• **REQUIRED WORK**
Pick out each line in the data below that contains the string "traffic" and copy those lines. Letter case matters.

• **DATA RECORDS**
___
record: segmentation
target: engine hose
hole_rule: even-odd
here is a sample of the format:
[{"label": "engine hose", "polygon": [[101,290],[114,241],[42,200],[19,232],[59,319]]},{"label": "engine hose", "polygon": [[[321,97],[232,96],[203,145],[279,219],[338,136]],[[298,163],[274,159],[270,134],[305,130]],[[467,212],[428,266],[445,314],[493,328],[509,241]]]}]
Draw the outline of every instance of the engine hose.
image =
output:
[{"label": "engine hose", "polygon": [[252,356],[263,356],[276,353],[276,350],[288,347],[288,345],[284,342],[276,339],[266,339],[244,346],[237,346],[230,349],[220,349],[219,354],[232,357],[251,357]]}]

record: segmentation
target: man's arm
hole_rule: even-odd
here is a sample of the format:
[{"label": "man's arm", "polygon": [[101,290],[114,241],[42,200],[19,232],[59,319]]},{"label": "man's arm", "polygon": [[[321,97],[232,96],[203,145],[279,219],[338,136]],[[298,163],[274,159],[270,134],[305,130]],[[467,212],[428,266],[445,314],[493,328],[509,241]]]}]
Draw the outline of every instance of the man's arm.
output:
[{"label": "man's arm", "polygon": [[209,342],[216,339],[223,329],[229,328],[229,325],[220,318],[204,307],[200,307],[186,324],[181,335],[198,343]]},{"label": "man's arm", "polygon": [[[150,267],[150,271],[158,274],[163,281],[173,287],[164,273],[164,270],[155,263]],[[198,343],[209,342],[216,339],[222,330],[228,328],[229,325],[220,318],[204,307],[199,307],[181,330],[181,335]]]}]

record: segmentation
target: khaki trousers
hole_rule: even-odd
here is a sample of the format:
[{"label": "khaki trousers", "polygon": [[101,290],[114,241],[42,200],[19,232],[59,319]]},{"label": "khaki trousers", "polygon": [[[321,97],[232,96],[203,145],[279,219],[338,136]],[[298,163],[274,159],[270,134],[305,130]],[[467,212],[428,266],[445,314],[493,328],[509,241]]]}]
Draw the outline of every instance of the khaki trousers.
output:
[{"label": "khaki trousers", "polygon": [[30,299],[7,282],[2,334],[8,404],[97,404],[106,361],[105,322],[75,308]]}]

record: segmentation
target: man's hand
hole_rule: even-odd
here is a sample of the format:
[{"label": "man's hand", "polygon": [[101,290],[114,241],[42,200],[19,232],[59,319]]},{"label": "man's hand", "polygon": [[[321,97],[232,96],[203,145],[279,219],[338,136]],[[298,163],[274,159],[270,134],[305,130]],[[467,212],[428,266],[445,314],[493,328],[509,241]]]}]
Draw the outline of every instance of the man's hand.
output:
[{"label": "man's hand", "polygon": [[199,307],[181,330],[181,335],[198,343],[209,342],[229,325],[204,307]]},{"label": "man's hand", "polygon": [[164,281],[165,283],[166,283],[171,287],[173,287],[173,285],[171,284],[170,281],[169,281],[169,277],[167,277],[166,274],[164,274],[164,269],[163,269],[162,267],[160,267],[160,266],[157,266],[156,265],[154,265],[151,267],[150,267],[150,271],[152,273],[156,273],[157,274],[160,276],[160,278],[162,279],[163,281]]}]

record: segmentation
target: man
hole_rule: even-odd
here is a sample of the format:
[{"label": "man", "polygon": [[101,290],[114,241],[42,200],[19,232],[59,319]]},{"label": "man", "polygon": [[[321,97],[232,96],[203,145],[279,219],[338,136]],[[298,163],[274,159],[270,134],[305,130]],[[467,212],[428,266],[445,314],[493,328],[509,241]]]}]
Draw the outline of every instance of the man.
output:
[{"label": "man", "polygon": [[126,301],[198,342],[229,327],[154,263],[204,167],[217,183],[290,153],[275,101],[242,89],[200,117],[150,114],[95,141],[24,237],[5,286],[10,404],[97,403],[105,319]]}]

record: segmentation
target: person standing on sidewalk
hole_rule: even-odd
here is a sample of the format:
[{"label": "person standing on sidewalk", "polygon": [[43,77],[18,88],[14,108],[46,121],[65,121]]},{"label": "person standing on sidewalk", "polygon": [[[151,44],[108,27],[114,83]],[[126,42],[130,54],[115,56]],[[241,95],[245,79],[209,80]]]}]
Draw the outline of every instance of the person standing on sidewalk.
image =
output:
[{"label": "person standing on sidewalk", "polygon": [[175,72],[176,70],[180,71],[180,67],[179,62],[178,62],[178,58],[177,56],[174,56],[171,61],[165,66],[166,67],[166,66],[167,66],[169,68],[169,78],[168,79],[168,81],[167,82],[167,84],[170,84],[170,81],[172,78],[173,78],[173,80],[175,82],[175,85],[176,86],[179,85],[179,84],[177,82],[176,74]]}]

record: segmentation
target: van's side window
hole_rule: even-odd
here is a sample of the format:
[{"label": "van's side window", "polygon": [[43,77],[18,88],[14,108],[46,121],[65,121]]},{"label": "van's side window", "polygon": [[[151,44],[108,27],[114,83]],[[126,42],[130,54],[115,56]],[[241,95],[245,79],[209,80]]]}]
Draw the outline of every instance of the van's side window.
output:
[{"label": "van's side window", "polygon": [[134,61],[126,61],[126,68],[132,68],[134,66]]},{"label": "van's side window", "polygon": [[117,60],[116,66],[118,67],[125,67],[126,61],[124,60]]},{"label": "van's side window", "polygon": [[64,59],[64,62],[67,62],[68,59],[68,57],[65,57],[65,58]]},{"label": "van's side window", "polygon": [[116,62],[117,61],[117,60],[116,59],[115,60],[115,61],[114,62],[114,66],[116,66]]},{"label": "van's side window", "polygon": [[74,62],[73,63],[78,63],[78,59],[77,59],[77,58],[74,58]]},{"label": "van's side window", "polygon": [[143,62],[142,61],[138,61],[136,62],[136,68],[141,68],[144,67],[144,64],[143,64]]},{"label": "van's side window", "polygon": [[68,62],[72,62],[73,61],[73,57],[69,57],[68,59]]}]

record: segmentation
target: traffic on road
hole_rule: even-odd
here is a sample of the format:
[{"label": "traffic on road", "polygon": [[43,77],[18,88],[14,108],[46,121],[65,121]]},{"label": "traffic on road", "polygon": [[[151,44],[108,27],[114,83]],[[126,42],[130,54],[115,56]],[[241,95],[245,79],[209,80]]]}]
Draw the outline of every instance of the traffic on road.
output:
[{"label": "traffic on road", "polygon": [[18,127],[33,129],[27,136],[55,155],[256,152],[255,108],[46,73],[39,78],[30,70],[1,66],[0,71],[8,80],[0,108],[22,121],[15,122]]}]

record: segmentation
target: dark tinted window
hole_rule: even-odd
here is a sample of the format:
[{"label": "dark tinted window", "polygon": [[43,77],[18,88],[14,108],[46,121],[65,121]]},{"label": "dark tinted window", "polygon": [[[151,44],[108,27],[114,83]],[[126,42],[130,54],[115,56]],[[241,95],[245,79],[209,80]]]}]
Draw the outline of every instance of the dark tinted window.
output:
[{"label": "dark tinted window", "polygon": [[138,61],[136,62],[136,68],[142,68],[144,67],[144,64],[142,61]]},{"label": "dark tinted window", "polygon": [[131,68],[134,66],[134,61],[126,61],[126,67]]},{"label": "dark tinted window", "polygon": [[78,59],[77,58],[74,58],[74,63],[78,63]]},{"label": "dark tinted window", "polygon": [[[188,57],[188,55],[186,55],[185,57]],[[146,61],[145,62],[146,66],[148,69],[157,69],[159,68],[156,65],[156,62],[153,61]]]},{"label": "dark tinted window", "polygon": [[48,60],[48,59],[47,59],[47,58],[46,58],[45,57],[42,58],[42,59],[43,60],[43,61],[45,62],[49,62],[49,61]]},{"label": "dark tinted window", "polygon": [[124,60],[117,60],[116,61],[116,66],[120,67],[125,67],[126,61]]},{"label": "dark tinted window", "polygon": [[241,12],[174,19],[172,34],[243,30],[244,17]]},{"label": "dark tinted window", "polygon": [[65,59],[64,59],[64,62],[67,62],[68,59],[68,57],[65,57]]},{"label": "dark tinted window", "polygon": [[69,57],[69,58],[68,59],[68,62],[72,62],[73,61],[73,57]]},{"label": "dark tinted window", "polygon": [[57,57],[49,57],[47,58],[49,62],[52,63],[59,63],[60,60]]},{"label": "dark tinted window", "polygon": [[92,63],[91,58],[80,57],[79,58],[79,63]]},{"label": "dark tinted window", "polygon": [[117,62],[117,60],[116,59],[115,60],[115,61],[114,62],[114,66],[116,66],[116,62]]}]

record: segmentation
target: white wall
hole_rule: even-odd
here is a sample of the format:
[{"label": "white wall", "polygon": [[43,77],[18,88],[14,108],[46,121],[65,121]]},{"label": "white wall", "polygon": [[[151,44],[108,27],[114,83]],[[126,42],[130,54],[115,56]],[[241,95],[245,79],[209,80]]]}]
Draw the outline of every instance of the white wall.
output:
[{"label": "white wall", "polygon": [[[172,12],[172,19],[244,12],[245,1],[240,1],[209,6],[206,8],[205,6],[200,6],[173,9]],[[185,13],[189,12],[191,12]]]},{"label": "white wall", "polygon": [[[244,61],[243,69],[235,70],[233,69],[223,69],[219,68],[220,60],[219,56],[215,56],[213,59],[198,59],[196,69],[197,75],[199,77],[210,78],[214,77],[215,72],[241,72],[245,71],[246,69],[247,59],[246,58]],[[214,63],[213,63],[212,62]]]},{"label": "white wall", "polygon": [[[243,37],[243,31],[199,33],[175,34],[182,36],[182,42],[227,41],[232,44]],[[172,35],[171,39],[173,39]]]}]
___
• **RESULT FOR THIS TASK**
target: traffic on road
[{"label": "traffic on road", "polygon": [[43,77],[18,88],[14,108],[46,121],[65,121]]},{"label": "traffic on road", "polygon": [[[151,44],[108,27],[114,83]],[[126,42],[130,54],[115,56]],[[241,95],[245,79],[209,80]]]}]
Draw the outline of every instance of the traffic on road.
[{"label": "traffic on road", "polygon": [[18,127],[33,129],[27,136],[55,155],[256,152],[255,108],[46,73],[39,78],[30,70],[1,66],[0,71],[8,80],[0,108],[22,121],[15,122]]}]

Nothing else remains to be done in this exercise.